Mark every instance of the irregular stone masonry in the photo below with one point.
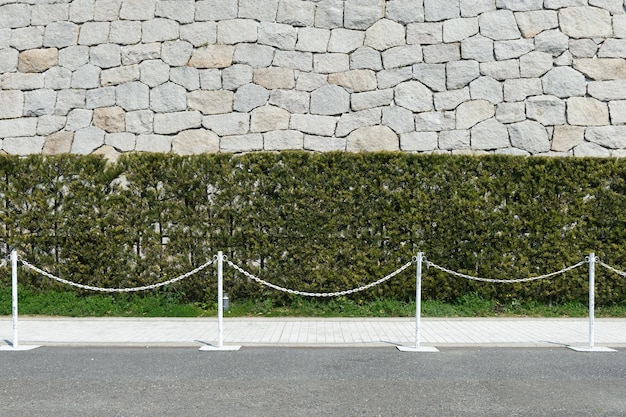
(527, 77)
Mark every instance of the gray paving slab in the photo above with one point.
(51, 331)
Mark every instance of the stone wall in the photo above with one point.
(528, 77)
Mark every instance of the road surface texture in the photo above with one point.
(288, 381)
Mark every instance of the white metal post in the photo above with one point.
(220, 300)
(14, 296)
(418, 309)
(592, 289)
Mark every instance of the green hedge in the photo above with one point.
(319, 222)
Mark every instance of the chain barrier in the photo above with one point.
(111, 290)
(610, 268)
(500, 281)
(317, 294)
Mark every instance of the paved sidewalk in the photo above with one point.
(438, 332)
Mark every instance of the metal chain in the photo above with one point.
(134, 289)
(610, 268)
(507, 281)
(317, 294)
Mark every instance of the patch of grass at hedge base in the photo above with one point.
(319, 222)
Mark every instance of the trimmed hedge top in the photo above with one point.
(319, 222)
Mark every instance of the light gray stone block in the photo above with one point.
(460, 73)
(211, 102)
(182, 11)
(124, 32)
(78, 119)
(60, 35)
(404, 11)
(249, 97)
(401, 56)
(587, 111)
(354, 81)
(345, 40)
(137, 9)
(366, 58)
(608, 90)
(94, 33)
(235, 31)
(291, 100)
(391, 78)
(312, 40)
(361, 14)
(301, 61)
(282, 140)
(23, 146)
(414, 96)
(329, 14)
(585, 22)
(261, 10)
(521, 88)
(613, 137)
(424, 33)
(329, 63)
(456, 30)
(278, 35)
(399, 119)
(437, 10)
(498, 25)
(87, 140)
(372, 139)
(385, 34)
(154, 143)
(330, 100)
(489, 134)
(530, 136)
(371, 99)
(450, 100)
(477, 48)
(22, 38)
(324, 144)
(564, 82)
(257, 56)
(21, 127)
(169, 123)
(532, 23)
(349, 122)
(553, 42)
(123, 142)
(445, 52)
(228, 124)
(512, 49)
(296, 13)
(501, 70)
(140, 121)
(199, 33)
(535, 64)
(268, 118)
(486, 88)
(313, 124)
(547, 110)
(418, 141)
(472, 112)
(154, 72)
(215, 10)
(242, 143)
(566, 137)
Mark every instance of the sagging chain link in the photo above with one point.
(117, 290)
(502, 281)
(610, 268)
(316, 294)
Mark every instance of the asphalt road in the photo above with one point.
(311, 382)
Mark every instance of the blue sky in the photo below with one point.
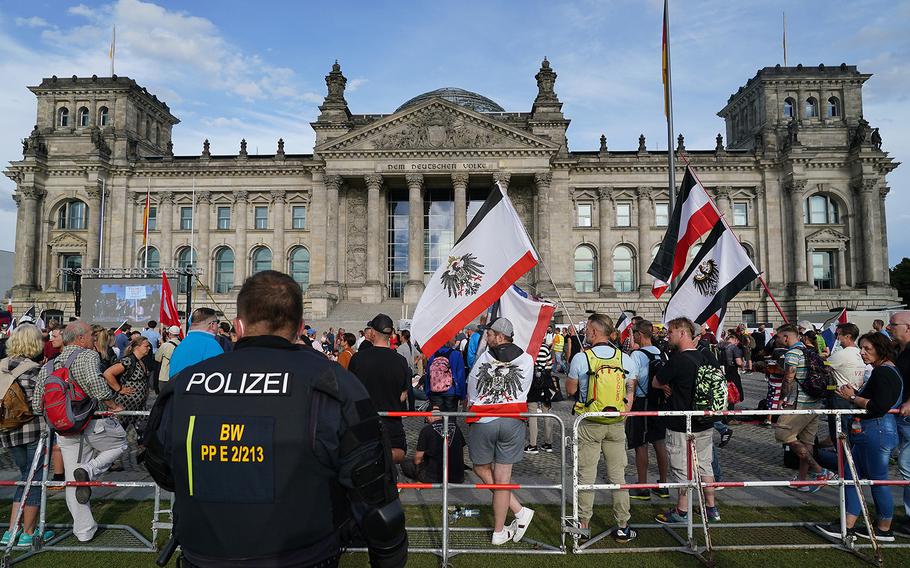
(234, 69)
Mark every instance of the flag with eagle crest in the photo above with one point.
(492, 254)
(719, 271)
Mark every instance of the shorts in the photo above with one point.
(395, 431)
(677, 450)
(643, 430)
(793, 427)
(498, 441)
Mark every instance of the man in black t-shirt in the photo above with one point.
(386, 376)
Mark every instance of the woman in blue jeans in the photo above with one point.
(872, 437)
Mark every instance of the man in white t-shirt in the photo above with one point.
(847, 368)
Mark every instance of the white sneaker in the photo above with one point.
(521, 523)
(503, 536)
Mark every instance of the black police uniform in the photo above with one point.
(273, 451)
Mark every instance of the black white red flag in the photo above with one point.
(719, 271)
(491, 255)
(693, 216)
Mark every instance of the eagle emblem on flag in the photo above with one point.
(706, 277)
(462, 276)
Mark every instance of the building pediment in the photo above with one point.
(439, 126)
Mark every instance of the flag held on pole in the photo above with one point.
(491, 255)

##############################

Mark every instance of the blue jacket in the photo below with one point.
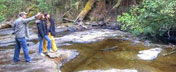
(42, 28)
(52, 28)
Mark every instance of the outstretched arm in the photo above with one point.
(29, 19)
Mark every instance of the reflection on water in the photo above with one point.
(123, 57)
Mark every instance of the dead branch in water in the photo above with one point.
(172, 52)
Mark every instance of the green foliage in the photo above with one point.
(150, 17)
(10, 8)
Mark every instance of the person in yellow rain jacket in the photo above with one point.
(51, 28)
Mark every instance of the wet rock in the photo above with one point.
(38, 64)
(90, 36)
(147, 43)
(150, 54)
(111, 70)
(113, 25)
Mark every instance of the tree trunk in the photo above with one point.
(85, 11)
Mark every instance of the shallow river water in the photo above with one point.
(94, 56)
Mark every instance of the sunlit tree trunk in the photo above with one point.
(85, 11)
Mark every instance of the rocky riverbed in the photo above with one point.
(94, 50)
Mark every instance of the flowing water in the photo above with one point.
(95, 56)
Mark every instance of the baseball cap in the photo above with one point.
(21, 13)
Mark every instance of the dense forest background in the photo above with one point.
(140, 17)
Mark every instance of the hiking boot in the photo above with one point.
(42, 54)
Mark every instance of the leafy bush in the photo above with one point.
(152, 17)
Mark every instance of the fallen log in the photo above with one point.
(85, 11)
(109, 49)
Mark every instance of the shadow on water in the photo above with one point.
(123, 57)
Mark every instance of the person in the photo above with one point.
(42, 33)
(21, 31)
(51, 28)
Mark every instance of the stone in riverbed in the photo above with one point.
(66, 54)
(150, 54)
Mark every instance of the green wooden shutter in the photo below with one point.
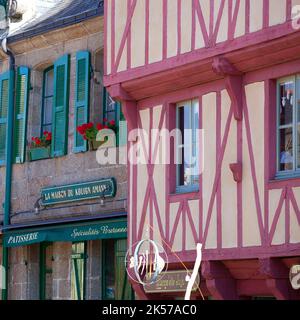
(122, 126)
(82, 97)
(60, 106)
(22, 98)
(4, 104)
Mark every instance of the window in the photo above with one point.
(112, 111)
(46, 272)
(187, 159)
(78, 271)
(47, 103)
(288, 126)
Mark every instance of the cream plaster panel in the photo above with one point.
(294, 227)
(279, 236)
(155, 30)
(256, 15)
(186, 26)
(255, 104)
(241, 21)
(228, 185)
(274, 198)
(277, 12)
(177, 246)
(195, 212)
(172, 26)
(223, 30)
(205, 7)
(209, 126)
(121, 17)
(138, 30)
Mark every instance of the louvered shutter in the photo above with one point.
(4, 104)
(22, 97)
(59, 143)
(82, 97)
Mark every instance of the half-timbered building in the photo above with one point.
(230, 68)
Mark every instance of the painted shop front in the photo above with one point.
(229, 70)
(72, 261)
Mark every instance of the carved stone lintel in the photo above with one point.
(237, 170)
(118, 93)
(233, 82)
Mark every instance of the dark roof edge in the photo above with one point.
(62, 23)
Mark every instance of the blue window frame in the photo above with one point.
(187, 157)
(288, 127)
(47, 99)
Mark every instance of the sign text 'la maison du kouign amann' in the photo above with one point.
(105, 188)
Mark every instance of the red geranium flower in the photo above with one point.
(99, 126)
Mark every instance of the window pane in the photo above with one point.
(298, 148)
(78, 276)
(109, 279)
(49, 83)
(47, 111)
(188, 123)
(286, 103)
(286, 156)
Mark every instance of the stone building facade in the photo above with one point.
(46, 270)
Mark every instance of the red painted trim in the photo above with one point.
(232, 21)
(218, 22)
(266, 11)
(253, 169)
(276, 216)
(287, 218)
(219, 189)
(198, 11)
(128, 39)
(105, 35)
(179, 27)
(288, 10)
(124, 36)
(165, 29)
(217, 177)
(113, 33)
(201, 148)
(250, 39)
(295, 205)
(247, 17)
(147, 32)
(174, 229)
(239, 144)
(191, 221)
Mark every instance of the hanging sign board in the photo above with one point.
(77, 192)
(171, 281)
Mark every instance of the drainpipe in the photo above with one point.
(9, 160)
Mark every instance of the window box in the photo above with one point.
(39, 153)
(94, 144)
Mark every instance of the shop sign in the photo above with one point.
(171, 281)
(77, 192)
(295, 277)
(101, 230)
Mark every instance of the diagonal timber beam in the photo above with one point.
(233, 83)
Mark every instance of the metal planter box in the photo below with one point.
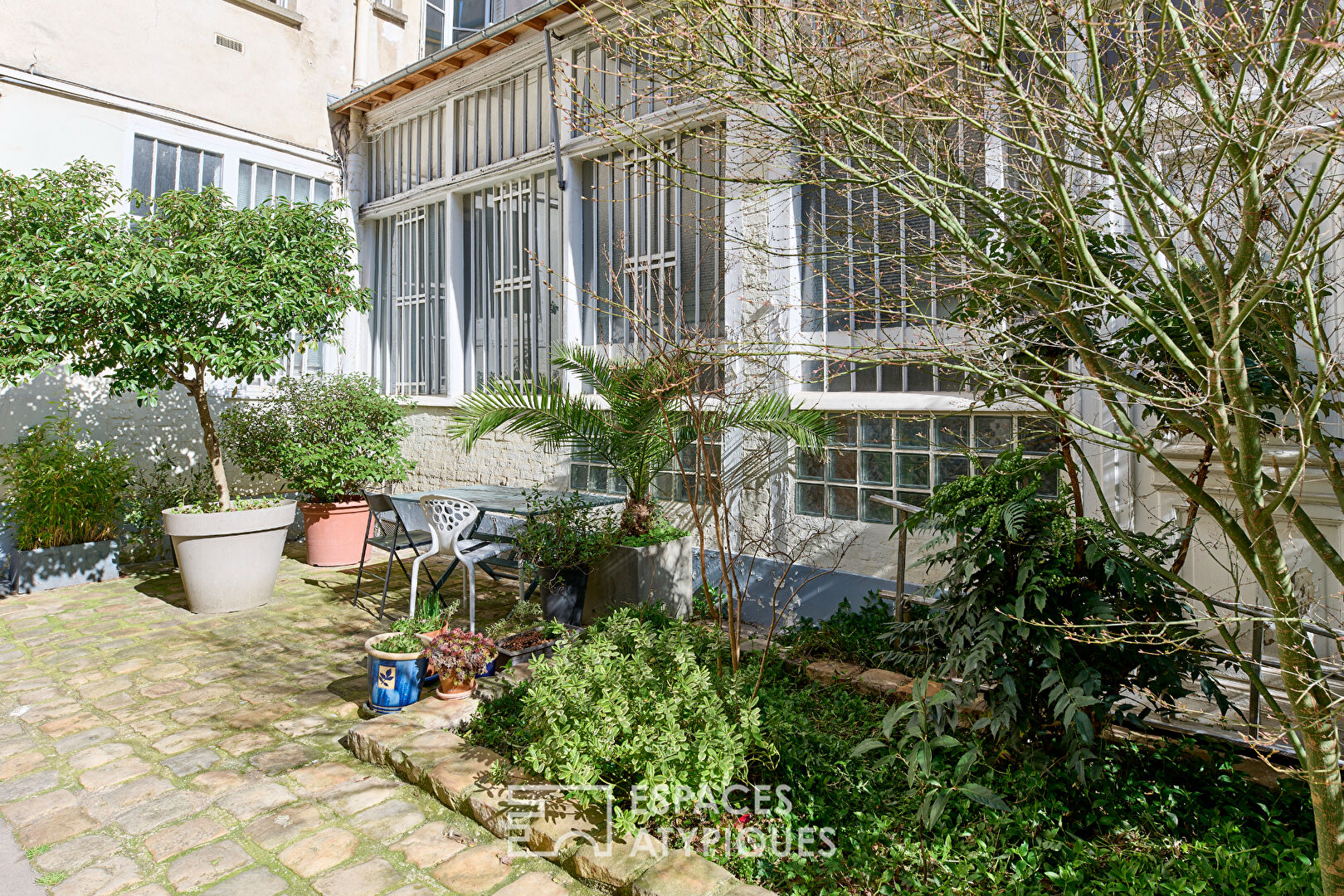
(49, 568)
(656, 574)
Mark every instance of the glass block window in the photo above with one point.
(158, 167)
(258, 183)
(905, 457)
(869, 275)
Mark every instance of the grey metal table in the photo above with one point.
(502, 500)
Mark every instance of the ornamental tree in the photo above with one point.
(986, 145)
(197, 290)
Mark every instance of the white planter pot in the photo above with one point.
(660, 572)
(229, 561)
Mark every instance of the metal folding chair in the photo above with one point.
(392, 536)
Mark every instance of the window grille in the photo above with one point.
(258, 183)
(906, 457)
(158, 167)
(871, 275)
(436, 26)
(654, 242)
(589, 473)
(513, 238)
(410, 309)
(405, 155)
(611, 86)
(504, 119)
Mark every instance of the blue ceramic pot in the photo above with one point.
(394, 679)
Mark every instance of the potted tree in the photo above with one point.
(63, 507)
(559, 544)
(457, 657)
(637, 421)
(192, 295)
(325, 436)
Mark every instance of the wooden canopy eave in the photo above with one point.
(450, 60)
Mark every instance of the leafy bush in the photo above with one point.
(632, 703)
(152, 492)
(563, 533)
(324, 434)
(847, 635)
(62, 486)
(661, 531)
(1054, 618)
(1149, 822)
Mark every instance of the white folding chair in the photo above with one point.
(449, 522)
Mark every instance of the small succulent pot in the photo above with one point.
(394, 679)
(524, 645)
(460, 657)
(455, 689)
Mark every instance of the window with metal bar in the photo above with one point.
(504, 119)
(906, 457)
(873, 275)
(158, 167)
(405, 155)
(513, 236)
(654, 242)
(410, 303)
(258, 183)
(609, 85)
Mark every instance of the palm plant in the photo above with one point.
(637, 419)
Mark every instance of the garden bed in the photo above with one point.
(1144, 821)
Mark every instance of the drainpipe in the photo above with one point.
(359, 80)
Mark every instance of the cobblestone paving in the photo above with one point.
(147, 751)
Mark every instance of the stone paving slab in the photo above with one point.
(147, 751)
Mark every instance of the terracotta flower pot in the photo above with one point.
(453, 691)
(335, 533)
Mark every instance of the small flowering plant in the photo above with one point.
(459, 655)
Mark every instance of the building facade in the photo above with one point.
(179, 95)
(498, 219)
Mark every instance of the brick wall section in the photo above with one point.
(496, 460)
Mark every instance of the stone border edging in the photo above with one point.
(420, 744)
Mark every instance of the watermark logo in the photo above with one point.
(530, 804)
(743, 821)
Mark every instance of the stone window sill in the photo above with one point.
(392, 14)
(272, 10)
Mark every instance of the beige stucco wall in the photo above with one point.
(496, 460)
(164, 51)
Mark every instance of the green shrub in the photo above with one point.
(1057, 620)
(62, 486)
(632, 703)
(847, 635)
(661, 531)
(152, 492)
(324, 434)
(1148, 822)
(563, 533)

##############################

Please put the items above into a numbered list, from the line with "Mark every instance of the diagonal" up to and including the line with "(1149, 822)". Skip blank lines and leave the pictures out.

§ TASK SOLUTION:
1. Mark every instance of the diagonal timber beam in the photo above with one point.
2. (233, 83)
3. Mark every instance of the metal planter box in the photo below with one point.
4. (49, 568)
5. (656, 574)
6. Mark every instance of the glass block window in the photo above with one point.
7. (158, 167)
8. (258, 183)
9. (905, 457)
10. (869, 275)
11. Mark every instance of the grey metal table in the photo above with one point.
12. (502, 500)
13. Mark every instance of the ornamental tree in the photo above with one point.
14. (986, 145)
15. (197, 290)
16. Mark every instance of the white planter pot in the photo above with one point.
17. (660, 572)
18. (229, 561)
19. Mark every instance of the metal folding chair in the photo above with one point.
20. (392, 536)
21. Mark every instance of the window grille in the photo above with one point.
22. (258, 183)
23. (906, 457)
24. (158, 167)
25. (871, 275)
26. (436, 26)
27. (654, 242)
28. (589, 473)
29. (513, 238)
30. (410, 309)
31. (405, 155)
32. (611, 86)
33. (504, 119)
34. Mark every instance of the blue ceramic pot in the photo above with one point.
35. (394, 679)
36. Mark every instance of the potted tree in the photo above with one point.
37. (63, 507)
38. (559, 544)
39. (457, 657)
40. (637, 421)
41. (192, 295)
42. (325, 436)
43. Mark every instance of the wooden canopy eave in the photo above with one point.
44. (450, 60)
45. Mark every instance of the leafy bush in the photo above with one point.
46. (632, 703)
47. (152, 492)
48. (563, 533)
49. (324, 434)
50. (847, 635)
51. (62, 486)
52. (661, 531)
53. (1054, 618)
54. (1149, 822)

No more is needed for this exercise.